Archive for December, 2007

Gifts for Winter Solstice

Doll3

We’ve managed to extricate ourselves from the gift-insanity this year, after several years of family prep-work. It feels a little strange not to be buying anything extra at this time of year–as I have every other year of my life. But we don’t need anything–and neither does anyone in our families. The kids received wool long-underwear and old school Sesame Street DVDs from one side of the family, and movies and books from the other side of the family–and these gifts were opened and used upon arrival. (Even useful gifts feel extravagent some days, especially when reading about the Brodie family.) We’re figuring out what food and treats to put in the kids’ stockings. And each of our four children will be receiving one gift this holiday season.

I asked each of the children, “If you could have one new special thing, what would you like to have?” Gretel wants a baby doll (and I copied that request for Teri). Jaja wants a doll with a wedding dress, a long veil, high heels, and a bouquet of flowers–and blue jammies to change into. (Where do some girls get this wedding thing? I got married in an above-the-knee sundress purchased from a head shop, socks and buckle shoes, and a hair ribbon grabbed off one of the wedding gifts. Rico and Jaja look at our photos and chide their dad for not wearing a tie at his own wedding.)

Mask labeling examples:
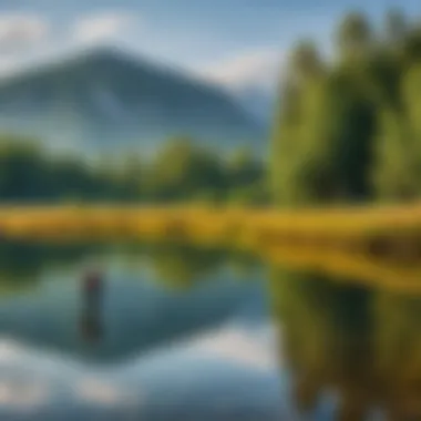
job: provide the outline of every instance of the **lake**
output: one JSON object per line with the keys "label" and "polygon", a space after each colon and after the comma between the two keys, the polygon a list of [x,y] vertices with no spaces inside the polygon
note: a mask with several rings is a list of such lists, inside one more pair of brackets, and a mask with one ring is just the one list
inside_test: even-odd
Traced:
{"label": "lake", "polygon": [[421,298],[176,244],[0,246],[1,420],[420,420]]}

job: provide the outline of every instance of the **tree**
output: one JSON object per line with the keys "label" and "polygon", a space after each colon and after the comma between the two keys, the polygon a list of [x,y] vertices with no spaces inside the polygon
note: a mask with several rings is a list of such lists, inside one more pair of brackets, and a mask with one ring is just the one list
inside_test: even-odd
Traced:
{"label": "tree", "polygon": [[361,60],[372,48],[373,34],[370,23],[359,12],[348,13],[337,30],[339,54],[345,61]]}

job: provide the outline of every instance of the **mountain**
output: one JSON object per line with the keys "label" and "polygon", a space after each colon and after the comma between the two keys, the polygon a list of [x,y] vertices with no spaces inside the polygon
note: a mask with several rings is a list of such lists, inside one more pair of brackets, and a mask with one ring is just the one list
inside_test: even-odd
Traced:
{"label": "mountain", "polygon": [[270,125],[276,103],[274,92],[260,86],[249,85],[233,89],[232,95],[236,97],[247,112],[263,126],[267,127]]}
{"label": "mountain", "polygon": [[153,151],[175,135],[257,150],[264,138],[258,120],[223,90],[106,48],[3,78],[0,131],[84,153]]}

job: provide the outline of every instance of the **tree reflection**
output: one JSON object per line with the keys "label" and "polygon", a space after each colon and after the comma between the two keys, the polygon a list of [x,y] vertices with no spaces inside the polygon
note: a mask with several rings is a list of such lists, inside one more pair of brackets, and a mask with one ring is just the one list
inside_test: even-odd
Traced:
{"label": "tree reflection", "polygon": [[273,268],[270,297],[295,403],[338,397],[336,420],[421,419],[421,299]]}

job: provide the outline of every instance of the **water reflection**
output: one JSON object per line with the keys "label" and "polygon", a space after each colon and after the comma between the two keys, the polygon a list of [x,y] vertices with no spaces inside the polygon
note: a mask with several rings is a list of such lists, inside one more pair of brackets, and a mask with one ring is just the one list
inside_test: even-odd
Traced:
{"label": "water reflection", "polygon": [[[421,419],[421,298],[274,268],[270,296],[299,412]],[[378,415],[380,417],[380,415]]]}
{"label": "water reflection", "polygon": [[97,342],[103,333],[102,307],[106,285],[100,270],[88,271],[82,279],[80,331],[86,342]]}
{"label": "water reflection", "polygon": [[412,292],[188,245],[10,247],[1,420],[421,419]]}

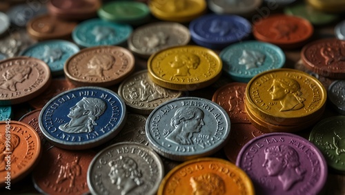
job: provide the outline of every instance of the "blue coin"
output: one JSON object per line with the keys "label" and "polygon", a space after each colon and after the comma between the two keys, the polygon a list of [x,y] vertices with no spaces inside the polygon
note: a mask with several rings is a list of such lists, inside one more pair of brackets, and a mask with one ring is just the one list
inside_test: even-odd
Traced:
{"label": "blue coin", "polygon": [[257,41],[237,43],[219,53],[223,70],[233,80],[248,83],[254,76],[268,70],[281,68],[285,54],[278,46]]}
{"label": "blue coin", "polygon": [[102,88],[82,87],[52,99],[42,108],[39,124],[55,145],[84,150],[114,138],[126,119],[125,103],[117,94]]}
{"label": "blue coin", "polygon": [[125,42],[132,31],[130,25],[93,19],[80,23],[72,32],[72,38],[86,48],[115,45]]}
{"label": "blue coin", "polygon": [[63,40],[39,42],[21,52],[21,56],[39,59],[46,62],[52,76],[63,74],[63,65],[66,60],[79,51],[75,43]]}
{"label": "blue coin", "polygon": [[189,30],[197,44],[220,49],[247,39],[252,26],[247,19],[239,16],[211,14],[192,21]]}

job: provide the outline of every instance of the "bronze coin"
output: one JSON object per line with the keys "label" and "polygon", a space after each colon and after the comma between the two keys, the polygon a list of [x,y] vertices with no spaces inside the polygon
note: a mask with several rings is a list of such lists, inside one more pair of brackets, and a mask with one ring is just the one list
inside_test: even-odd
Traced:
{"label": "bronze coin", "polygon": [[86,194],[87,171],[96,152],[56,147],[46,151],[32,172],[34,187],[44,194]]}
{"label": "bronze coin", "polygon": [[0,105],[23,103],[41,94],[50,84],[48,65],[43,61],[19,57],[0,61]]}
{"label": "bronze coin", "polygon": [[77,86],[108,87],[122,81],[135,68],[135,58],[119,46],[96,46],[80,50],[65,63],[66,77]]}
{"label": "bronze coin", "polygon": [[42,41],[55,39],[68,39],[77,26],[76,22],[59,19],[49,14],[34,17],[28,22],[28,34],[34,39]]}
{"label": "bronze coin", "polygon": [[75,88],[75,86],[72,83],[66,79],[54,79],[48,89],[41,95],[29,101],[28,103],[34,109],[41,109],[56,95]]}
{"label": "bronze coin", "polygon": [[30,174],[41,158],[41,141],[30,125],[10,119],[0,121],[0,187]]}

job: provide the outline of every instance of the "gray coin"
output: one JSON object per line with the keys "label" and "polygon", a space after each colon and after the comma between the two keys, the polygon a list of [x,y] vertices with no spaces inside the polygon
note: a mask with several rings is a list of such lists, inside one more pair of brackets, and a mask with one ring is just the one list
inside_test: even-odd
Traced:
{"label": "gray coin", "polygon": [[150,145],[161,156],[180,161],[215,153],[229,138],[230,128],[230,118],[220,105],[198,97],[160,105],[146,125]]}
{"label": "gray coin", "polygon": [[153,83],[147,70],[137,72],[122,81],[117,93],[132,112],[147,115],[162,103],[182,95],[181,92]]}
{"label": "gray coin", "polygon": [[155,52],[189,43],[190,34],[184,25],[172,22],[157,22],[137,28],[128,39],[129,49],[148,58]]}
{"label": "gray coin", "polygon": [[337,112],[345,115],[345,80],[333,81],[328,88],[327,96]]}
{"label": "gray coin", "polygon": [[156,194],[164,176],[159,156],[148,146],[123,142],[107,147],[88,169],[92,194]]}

Exercise 1
From the post on winter solstice gifts, list each thing Jaja wants with her doll.
Exercise 2
Copy the passage of the winter solstice gifts post between "Gifts for Winter Solstice" and "this holiday season.", inclusive.

Correct response 1
A wedding dress, a long veil, high heels, a bouquet of flowers, and blue jammies to change into.

Correct response 2
Gifts for Winter Solstice

Doll3

We’ve managed to extricate ourselves from the gift-insanity this year, after several years of family prep-work. It feels a little strange not to be buying anything extra at this time of year–as I have every other year of my life. But we don’t need anything–and neither does anyone in our families. The kids received wool long-underwear and old school Sesame Street DVDs from one side of the family, and movies and books from the other side of the family–and these gifts were opened and used upon arrival. (Even useful gifts feel extravagent some days, especially when reading about the Brodie family.) We’re figuring out what food and treats to put in the kids’ stockings. And each of our four children will be receiving one gift this holiday season.